Turn the part of the listing below that opens with the line containing "Put a marker on every instance of the tree" and closes with the line containing "[(592, 672), (757, 385)]" into a Markdown table. Use the columns Row and Content, give each line its own numbered row, and leave out blank lines.

[Exercise inputs]
--- start ---

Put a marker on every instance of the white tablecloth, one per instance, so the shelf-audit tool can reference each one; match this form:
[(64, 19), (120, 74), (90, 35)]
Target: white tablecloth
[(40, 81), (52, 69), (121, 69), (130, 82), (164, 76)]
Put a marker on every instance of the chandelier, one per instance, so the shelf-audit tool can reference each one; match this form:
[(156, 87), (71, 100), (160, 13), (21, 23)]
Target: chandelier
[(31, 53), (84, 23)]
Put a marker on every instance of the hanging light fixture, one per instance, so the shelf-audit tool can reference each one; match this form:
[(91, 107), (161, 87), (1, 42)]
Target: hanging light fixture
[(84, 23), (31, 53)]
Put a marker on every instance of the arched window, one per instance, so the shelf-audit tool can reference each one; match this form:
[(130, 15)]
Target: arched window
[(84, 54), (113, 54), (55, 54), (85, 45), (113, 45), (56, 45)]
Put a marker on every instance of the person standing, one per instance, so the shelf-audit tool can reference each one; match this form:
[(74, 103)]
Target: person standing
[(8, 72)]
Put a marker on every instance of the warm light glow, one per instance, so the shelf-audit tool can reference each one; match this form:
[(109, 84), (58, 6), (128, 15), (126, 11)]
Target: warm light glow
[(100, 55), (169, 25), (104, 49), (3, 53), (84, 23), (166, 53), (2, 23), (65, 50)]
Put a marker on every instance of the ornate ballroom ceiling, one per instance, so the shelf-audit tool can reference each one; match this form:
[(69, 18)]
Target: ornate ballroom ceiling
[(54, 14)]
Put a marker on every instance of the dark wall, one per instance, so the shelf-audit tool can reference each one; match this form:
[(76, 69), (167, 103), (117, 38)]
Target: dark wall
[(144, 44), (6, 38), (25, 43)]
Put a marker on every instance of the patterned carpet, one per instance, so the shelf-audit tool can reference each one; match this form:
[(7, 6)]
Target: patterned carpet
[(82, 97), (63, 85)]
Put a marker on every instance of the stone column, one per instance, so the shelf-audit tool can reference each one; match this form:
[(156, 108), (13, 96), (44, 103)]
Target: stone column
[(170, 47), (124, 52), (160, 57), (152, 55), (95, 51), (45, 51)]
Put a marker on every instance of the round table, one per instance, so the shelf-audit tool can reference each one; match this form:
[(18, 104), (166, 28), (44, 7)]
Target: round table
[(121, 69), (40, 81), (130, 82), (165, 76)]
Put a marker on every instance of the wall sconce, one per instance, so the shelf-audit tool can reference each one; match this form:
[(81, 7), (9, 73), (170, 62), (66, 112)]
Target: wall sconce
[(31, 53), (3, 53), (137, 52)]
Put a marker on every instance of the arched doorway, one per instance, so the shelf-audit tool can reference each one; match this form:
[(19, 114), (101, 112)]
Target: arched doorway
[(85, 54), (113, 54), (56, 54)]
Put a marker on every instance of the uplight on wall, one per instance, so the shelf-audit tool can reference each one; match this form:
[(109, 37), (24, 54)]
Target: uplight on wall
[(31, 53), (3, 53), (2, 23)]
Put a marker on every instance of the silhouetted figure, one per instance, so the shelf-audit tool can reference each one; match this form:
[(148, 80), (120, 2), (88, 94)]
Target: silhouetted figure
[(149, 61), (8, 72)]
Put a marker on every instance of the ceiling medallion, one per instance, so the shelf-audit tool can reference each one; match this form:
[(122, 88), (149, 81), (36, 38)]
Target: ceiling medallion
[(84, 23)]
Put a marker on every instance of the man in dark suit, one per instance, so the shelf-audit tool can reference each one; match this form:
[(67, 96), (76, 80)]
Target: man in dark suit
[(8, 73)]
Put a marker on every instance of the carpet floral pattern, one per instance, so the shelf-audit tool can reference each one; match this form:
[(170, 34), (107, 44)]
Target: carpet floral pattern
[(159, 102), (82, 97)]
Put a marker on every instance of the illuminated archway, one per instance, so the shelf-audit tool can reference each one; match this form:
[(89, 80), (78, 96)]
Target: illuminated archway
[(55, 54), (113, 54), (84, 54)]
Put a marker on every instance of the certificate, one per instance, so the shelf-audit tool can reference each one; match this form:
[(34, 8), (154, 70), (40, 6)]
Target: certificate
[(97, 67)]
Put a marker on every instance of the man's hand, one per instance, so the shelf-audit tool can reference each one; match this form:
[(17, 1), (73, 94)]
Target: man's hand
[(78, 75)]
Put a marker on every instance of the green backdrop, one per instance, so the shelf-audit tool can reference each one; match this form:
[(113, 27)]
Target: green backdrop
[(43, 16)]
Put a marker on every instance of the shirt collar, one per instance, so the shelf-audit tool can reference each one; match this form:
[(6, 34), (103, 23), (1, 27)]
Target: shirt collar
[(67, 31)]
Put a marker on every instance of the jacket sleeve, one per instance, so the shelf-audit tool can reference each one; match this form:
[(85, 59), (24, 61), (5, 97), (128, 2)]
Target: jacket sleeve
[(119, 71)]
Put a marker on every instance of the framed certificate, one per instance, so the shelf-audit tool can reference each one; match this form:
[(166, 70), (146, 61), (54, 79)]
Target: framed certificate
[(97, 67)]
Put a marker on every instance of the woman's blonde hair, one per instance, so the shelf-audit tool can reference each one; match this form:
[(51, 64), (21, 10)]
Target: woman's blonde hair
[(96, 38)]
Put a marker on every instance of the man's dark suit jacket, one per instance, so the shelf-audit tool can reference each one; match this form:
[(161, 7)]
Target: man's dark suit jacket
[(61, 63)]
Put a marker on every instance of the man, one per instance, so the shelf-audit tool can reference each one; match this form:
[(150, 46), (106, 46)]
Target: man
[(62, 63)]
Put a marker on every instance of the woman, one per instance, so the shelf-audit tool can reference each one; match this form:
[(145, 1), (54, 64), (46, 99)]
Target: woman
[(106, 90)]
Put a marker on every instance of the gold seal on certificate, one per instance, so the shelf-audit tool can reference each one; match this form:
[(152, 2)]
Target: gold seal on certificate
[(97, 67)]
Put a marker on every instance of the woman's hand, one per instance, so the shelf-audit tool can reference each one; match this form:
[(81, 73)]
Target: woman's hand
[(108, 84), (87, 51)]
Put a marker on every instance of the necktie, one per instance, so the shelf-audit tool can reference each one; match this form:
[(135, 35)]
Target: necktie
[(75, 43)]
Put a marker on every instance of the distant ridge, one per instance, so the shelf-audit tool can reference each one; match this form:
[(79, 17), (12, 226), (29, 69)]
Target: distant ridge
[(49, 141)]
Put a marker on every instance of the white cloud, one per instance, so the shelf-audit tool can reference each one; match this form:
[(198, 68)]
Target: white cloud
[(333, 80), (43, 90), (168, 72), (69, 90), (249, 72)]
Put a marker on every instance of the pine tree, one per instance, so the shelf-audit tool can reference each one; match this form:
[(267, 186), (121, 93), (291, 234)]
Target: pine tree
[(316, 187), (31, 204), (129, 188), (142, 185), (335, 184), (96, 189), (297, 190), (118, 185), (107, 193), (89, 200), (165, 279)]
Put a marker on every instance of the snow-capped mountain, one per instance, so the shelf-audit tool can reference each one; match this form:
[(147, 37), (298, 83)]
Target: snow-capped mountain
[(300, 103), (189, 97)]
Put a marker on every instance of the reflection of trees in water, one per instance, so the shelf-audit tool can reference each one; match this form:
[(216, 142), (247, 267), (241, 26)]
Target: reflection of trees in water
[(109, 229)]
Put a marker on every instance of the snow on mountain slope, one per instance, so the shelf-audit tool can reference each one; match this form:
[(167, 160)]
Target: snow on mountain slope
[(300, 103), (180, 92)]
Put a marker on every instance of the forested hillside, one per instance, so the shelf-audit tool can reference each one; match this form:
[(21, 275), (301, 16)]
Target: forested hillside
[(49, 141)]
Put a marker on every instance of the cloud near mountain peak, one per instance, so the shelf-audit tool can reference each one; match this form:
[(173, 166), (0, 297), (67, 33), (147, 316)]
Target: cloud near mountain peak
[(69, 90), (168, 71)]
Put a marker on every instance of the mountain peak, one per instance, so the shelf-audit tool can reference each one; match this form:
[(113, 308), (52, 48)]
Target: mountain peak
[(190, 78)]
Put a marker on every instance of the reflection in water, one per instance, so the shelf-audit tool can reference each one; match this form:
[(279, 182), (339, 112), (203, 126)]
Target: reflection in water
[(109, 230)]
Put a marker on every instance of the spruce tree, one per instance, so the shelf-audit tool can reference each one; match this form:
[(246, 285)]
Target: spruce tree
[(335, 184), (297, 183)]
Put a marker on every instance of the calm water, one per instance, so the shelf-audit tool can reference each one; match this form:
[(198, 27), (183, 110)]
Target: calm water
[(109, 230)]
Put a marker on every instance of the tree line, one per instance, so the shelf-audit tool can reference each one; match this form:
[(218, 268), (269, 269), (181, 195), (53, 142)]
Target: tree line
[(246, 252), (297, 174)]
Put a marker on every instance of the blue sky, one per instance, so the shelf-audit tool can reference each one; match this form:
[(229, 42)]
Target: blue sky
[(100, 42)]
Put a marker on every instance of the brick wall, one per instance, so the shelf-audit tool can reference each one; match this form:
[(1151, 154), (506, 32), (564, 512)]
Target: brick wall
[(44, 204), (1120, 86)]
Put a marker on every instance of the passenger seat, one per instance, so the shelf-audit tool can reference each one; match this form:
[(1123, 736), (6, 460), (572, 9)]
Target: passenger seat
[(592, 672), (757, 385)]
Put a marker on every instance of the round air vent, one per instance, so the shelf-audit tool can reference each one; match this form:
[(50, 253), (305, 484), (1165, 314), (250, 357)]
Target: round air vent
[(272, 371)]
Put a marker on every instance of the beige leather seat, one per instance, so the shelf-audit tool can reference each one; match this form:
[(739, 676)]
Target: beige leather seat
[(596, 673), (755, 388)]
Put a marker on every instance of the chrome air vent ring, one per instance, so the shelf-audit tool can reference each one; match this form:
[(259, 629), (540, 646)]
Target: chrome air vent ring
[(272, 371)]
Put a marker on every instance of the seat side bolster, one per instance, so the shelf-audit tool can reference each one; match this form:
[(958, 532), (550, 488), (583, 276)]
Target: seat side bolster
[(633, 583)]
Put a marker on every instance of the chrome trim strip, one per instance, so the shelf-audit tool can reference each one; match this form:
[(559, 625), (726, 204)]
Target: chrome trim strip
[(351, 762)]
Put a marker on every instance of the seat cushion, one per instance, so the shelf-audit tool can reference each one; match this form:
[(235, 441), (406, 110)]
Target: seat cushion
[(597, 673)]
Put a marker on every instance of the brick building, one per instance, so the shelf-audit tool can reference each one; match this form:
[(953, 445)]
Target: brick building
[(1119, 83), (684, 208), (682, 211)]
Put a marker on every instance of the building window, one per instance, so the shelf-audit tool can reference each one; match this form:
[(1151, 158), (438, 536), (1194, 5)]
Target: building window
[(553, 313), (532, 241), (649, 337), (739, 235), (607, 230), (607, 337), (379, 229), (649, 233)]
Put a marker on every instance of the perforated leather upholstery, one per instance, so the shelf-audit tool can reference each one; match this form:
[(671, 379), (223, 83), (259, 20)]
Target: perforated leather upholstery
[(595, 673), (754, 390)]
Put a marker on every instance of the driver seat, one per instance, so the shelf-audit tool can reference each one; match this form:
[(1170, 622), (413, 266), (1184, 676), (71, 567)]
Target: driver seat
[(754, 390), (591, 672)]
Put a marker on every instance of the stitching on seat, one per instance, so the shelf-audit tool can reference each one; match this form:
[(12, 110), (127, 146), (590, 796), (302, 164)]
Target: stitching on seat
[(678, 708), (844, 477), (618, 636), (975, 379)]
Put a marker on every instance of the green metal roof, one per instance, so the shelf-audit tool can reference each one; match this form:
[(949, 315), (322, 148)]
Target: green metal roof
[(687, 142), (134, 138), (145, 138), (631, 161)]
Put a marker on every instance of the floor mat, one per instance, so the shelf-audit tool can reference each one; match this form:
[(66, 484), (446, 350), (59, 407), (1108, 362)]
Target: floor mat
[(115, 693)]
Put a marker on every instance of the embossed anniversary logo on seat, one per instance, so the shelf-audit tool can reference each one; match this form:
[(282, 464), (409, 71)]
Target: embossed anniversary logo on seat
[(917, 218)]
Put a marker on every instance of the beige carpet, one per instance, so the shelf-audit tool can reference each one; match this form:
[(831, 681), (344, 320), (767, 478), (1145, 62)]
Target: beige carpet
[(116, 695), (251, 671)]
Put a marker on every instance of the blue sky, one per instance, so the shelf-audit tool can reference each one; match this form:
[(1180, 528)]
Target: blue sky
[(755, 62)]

--- end ---

[Written response]
| Row | Content |
|---|---|
| 1 | Put a marker on every instance of the tree line, one per instance, so the shelf-audit tool can reference each one; match this form: |
| 2 | [(218, 268), (269, 269), (181, 195), (53, 142)] |
| 3 | Target: tree line |
| 4 | [(246, 252), (297, 174)] |
| 5 | Put a marker on every instance of the blue sky, one per instance, so the shelf-audit tool can reference each one; match this form: |
| 6 | [(229, 42)] |
| 7 | Target: blue sky |
| 8 | [(100, 42)] |
| 9 | Put a marker on every instance of the brick wall, one per instance, so the shelf-audit tool can reference each one; match this form: |
| 10 | [(1151, 154), (506, 32), (564, 512)] |
| 11 | Target: brick wall |
| 12 | [(44, 204), (1120, 86)] |
| 13 | Put a marker on every instance of the passenger seat, one per instance, so the shelf-audit tool can reference each one; match this form: |
| 14 | [(1123, 736), (6, 460), (572, 9)] |
| 15 | Target: passenger seat |
| 16 | [(592, 672), (757, 385)] |